Aim: Rewrite the lines below with "place a dot" switched to "put a mark" everywhere it appears, leaving everything else unchanged. Omit the pictures from your answer.

Working data:
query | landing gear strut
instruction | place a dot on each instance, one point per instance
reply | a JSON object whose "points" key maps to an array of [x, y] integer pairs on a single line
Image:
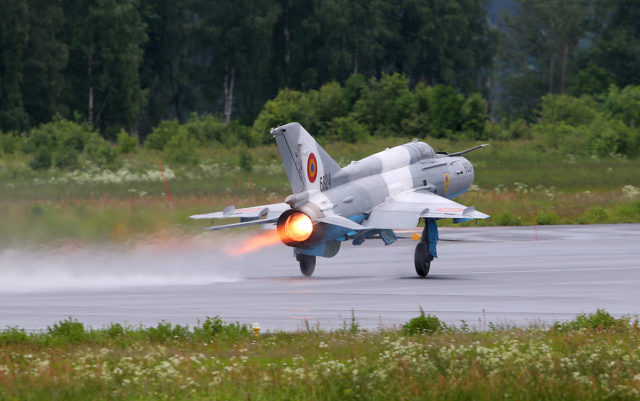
{"points": [[307, 263], [426, 248]]}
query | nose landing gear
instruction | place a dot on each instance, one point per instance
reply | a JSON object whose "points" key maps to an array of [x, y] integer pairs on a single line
{"points": [[426, 249], [307, 263]]}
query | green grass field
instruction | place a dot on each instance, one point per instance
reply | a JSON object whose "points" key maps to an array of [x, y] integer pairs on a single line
{"points": [[517, 182], [594, 357]]}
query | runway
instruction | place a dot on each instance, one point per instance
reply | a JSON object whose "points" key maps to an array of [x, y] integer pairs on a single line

Answer to this problem:
query | landing gear strut
instruction | put a mark on each instance, one point per instance
reply | a JSON object whose "points" key maps to an array of [x, y] integer pairs on a single line
Image:
{"points": [[307, 263], [426, 248]]}
query | nose landing gear
instruction | put a mark on each instance, one point per instance
reply | a JSON object whose "points" key maps to an array of [x, y] integer pairs on a single line
{"points": [[426, 249], [307, 263]]}
query | green grass field
instruction | put a mark on each instance, one point per instance
reply | a JSON object whose "points" key maps to an array of [x, y] integer pairs on a single line
{"points": [[517, 182], [594, 357]]}
query | runway
instruction | put a mark on each instance, one point per instance
reply | a JSON object whose "points" key maps to an array of [x, y] integer pairs on a single line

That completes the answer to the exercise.